**ACTIONS TO TAKE:**
1/ In the passage on Zen and selfishness below, rewrite the part from "One of the complaints" up to and including "than with Zen.", substituting "Loving-Kindness Sutra" for "Metta Sutra".
2/ Write the next part of the passage on Zen and selfishness below, picking up after its final sentence.

A few people have responded to this blog by comparing me to this or that teacher and saying those guys are much better because they encourage their followers to help others. One reader advised me to get over myself and, "learn to live for others." It's good advice, to be sure. But what exactly does it mean?

One of the complaints often lodged against Zen is that it's a selfish philosophy and practice. Spiritual teachers of other schools are always talking about how we should give to others, help those in need, lend a hand to our brothers and so on. But when you take a look at Zen literature there's not a whole lot of that. Oh, Dogen Zenji talks a bit about compassion and sometimes you hear the Metta Sutra, the Buddha's words on kindness, chanted at Zen temples in America. Although elsewhere in the world this chant is more associated with the Theravada school than with Zen.

Zen, on the other hand, tends to seem self-centered. Rather that hearing a lot about how we should be of service to others, the standard canonical texts of Zen appear to focus on what we need to do to improve our own situation and state of mind. They do sometimes make reference to helping others and saving all beings. But these references are almost always a bit abstract. They say we need to help others, but don't go very deeply into how that might be done. This focus on the self is ironic considering that Zen is often portrayed as a practice aimed at eradicating the self.

**GIVEN INFORMATION:**
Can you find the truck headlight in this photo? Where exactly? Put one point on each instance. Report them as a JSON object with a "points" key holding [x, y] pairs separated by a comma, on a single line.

**RESULTS BY TASK:**
1/
One of the complaints often lodged against Zen is that it's a selfish philosophy and practice. Spiritual teachers of other schools are always talking about how we should give to others, help those in need, lend a hand to our brothers and so on. But when you take a look at Zen literature there's not a whole lot of that. Oh, Dogen Zenji talks a bit about compassion and sometimes you hear the Loving-Kindness Sutra, the Buddha's words on kindness, chanted at Zen temples in America. Although elsewhere in the world this chant is more associated with the Theravada school than with Zen.

2/
But have you ever glanced up randomly when you're on an airplane ignoring the flight attendants safety instructions? When they tell you how to use those oxygen masks they say that you should first secure your own mask before helping others. There's a good reason for this. If the plane is losing oxygen you're going to be too woozy to be of service to anyone else until you first get your own stuff together. This is the way it is in life as well.

It sounds really sweet when someone tells you that you ought to be selflessly serving those less fortunate than you. It's a beautiful and highly attractive idea. There's no better way to make yourself seem really holy than to advocate selflessness. Religious leaders have known for centuries that the best way to cultivate a devoted following who'll gratefully fill up the collection plate is to spread the word that a truly holy person gives to others until it hurts.

It's always comforting to be told that the source of the world's troubles is out there, in other people, in our surroundings and circumstances and not in ourselves. Much of what passes for religion these days takes as its underlying unstated assumption and starting point that we ourselves are OK. It's those other people that need fixing, not us. It's painful when that assumption is challenged. I understand that because it was painful to me when I first came across the supposedly selfish aspects of Zen.

The underlying problem is the same as the problem with the emergency oxygen masks on airplanes. In our usual condition we are far too woozy to be of much service to anyone else. When our own condition is all messed up our attempts to be helpful are more likely to make things worse than to improve them.

That's not to say we shouldn't do anything when we see someone is in trouble. We always have to act from the state we're in at this moment. It's our duty to do what we can with what we have.

One of the greatest and most useful lessons I've learned from Zen practice is how not to help. Zen teachers are often seen as cold. Lots of times in this practice when you go to your teacher in times of distress, instead of being met with warm hugs and reassuring words you're given the cold shoulder. You're told to take care of the problem yourself. This seems mean, heartless, even cruel.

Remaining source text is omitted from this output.